▸ AIM:
Answer these questions from the PostgreSQL setup notes:
1. Which command installs the server package?
2. Which directory does the journalctl output report as missing or empty?
3. Which command does the journalctl output say to use to initialize the database cluster?

The missing point – postgresql-server

sudo dnf install postgresql-server

Now run sudo systemctl start postgresql and… it doesn’t work again:

Job for postgresql.service failed because the control process exited with error code.
See "systemctl status postgresql.service" and "journalctl -xe" for details.

At least it is something new and the service exists at all.

Reinstalling of postgresql-package gives no result.

journalctl -xe output:

-- Unit postgresql.service has begun starting up.
postgresql-check-db-dir[1530742]: Directory "/var/lib/pgsql/data" is missing or empty.
postgresql-check-db-dir[1530742]: Use "/usr/bin/postgresql-setup --initdb"
postgresql-check-db-dir[1530742]: to initialize the database cluster.
postgresql-check-db-dir[1530742]: See /usr/share/doc/postgresql/README.rpm-dist for more info>
systemd[1]: postgresql.service: Control process exited, code=exited status=1
systemd[1]: postgresql.service: Failed with result 'exit-code'.

Following the advice:

sudo /usr/bin/postgresql-setup --initdb

Wow! Positive!

▸ DATASET EXTRACT:
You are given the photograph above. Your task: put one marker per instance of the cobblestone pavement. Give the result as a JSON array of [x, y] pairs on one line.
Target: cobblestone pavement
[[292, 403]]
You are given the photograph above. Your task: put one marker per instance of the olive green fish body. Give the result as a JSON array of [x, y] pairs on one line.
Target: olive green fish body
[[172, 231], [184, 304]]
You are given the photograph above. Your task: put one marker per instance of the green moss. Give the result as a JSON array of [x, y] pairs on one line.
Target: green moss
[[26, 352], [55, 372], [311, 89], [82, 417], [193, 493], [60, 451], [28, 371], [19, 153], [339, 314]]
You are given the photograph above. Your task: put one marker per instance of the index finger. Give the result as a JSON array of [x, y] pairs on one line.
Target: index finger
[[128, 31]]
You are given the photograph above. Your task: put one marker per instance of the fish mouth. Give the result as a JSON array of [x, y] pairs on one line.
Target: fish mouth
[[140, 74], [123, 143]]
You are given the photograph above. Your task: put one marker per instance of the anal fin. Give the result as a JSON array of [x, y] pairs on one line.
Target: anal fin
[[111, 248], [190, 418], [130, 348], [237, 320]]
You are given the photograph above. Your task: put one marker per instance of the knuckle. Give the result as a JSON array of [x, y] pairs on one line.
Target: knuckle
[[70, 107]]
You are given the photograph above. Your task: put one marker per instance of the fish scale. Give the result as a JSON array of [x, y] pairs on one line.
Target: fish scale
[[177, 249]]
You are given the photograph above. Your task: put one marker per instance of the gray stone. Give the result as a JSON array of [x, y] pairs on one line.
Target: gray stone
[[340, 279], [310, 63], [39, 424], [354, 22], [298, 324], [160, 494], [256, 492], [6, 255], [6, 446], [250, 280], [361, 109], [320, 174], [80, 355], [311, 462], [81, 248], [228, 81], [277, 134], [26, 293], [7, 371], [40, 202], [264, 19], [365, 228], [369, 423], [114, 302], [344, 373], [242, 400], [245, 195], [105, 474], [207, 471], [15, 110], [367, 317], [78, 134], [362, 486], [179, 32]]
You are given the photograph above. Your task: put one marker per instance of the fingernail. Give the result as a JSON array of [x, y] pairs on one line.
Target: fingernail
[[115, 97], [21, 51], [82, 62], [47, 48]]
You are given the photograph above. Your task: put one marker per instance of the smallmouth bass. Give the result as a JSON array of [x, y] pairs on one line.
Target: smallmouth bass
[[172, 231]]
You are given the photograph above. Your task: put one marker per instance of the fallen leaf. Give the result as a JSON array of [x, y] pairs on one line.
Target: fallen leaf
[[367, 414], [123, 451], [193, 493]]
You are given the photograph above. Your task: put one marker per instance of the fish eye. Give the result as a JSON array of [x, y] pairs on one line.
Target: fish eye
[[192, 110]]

▸ EXERCISE ANSWER:
1. sudo dnf install postgresql-server
2. /var/lib/pgsql/data
3. /usr/bin/postgresql-setup --initdb